== WORK INSTRUCTIONS ==
Duplicate every line of the records below without any changes.

(Data records)
--- Begin ---

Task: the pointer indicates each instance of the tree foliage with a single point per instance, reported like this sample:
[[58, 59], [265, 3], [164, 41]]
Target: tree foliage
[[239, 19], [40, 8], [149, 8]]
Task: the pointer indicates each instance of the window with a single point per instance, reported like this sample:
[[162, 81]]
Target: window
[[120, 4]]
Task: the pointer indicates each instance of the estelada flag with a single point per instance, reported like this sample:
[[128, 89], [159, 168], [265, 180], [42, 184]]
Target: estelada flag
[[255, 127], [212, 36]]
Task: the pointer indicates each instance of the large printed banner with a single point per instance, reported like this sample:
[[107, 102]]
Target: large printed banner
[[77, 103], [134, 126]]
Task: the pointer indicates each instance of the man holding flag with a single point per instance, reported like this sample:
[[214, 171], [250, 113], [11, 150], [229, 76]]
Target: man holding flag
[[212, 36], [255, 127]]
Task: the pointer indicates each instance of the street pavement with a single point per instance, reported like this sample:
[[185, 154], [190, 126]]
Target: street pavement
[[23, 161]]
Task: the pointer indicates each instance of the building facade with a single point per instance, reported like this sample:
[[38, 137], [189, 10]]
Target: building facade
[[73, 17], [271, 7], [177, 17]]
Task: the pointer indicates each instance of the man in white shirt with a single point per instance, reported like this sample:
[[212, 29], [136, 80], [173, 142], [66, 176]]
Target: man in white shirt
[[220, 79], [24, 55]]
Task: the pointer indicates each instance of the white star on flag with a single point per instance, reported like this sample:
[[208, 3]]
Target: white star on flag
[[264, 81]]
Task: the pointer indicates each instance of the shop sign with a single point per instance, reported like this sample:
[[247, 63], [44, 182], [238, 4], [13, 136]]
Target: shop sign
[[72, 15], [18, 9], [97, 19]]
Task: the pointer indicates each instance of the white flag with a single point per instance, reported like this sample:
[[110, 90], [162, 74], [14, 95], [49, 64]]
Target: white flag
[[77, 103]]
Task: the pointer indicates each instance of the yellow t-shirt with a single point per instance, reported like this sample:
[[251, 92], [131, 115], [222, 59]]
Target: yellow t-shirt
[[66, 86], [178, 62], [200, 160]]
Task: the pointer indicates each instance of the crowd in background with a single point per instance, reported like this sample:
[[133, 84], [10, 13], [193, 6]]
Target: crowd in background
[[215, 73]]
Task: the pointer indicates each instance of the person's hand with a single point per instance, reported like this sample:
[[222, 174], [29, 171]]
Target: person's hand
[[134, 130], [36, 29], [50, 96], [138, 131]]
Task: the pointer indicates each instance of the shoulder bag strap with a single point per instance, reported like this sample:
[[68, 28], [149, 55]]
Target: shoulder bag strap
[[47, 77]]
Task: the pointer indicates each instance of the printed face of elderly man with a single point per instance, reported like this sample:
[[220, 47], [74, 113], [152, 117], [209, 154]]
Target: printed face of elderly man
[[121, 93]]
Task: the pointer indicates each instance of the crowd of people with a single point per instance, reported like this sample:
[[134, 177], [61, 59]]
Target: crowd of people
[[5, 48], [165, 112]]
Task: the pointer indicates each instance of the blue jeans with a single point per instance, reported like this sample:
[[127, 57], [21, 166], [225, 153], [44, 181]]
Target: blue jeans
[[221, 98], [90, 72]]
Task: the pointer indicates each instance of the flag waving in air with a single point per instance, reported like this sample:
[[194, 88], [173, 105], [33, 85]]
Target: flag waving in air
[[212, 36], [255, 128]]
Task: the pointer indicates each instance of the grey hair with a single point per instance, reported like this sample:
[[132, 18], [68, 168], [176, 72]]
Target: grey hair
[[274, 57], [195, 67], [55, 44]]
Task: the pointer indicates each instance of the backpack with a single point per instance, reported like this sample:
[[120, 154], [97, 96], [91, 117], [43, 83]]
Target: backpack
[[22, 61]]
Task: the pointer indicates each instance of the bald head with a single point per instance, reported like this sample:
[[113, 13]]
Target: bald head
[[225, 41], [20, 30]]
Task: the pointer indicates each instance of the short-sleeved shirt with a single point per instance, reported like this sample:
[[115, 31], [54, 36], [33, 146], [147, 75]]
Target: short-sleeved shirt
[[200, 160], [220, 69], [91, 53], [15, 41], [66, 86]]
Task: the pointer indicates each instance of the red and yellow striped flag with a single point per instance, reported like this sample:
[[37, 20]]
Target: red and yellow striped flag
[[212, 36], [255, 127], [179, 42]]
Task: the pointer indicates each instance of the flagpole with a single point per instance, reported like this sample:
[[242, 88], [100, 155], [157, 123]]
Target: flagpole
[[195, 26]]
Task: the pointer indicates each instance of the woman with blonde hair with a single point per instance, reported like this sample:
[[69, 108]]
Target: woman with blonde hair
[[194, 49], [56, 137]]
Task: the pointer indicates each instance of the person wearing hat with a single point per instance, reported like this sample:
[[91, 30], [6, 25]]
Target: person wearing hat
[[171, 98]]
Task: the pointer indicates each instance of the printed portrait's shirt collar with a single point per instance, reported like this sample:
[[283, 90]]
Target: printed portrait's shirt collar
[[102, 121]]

--- End ---

== WRITTEN RESPONSE ==
Task: the pointer indicates each instance of the tree foliage with a single point per instance, reported like this sample:
[[58, 59], [265, 3], [164, 41]]
Target: tree foliage
[[239, 19], [40, 8], [149, 8]]
Task: the pointer indicates each instance of the window with a single point per instance, reported like this sample:
[[162, 81]]
Target: window
[[120, 4]]
Task: the pointer indicates each instance of the estelada flag with a single point per instance, reported like this sample:
[[128, 89], [159, 168], [265, 180], [42, 184]]
Target: estelada flag
[[255, 127], [212, 36]]
Task: the pointer indicates each instance of the large printed banner with a single point per instance, reported like this sample:
[[107, 102]]
Target: large printed banner
[[77, 103], [134, 126]]
Task: the pointer indicates each instance of the man holding flag with a single point per instance, reported like this sample:
[[214, 171], [250, 113], [11, 150], [229, 76]]
Target: man holding flag
[[212, 36], [255, 127]]
Task: the pointer indicates each instance of the street pavement with a single point per instance, reported like this sample:
[[185, 154], [190, 126]]
Target: street pavement
[[23, 161]]
Task: the pointer indicates each instance of the building facade with a single point per instance, reported like this sample:
[[38, 137], [189, 10]]
Target: building facade
[[73, 17], [271, 7], [177, 17]]
Task: the pointer indicates each instance of the man in white shirt with a single point per instance, reported like this sample:
[[212, 29], [136, 80], [173, 142], [66, 176]]
Target: man in white shirt
[[220, 79], [24, 55]]
Task: the pointer indicates each instance of the white star on flag with a single point per instance, reported like this sample:
[[208, 3]]
Target: white star on flag
[[264, 81]]
Task: the pointer indicates each instance of the shop sign with a single point per instance, reported like this sample:
[[247, 63], [44, 182], [238, 4], [13, 136]]
Target: shop sign
[[72, 15], [18, 9], [97, 19]]
Task: the pointer indicates each instance of the white flag with a single point per instance, reported like this sample:
[[110, 90], [162, 74], [14, 95], [49, 64]]
Target: white flag
[[77, 103]]
Task: the pointer indicates each instance of the yellow t-shirt with a single point per instance, reported like this sample:
[[251, 92], [131, 115], [222, 59]]
Target: yellow t-shirt
[[66, 86], [178, 62], [200, 160]]
Task: the pointer indicates each instance of the crowd in background with a single point per instance, reported like this sample:
[[133, 84], [10, 13], [193, 6]]
Target: crowd in background
[[215, 73]]
Task: the pointer indicates each instance of the person's hand with a single point per instance, reported like this sample:
[[222, 174], [29, 171]]
Target: person's hand
[[134, 130], [36, 29], [50, 96], [138, 131]]
Task: the pointer indicates each instance of the shoulder bag strap with a single point per instance, reported like this sample:
[[68, 28], [149, 55]]
Target: shoulder bag strap
[[47, 77]]
Task: the pointer indicates each instance of the printed face of elderly man with a single point per instance, reported like this sample:
[[220, 47], [74, 113], [152, 117], [209, 154]]
Target: printed face of elderly man
[[121, 93]]
Task: the pointer indicates each instance of the crowd of people with a single point per instance, reported like this sample:
[[134, 177], [61, 59]]
Target: crowd of people
[[5, 48], [165, 112]]
Task: the pointer indicates each instance of the blue jeans with a single point per instance, reported like this sample:
[[127, 57], [21, 166], [225, 153], [44, 181]]
Target: blue jeans
[[221, 98], [90, 72]]
Task: the pointer indicates each instance of the flag waving in air with a single point per instance, reported like this sample:
[[194, 88], [173, 105], [33, 85]]
Target: flag waving in air
[[212, 36], [255, 128]]
Task: the pointer indicates each instance of the grey hair with a single point per instance, reported like this sample:
[[132, 18], [68, 168], [176, 72]]
Target: grey hair
[[274, 57], [195, 67], [55, 44]]
Task: the pointer indicates each instance of the backpack with a single point per instance, reported like this sample:
[[120, 154], [97, 96], [91, 117], [43, 83]]
Target: backpack
[[22, 61]]
Task: the pointer indicates each instance of the bald head with a single point per instance, reported like this sample:
[[113, 13]]
Target: bald head
[[225, 41], [20, 30]]
Task: the pointer indicates each instance of the short-sleeved shirt with a single point per instance, reported like this sample:
[[115, 31], [54, 36], [33, 146], [147, 75]]
Target: short-sleeved shirt
[[200, 160], [220, 69], [91, 53], [15, 41], [66, 86]]
Task: the pointer indicates each instance of the red and yellow striped flag with a single point per instance, reported like this sample:
[[37, 20]]
Target: red and yellow striped flag
[[212, 36], [255, 127], [179, 42]]
Task: the pointer indicates each instance of the flagpole with a single point per instance, reported like this sample:
[[242, 88], [100, 155], [157, 123]]
Target: flagpole
[[195, 26]]
Task: the pointer indicates each instance of the woman with blonde hair with a single point per instance, reported like this sample:
[[69, 108]]
Target: woman with blonde hair
[[194, 49], [56, 137]]
Task: the pointer indicates each instance of the person wearing hat with a single point per instance, reported like this sample:
[[91, 30], [6, 25]]
Target: person wearing hat
[[171, 98]]
Task: the pointer indicates each instance of the printed portrait's shirt collar with a single point per instance, reported like this sample:
[[283, 90]]
Target: printed portrait's shirt collar
[[102, 121]]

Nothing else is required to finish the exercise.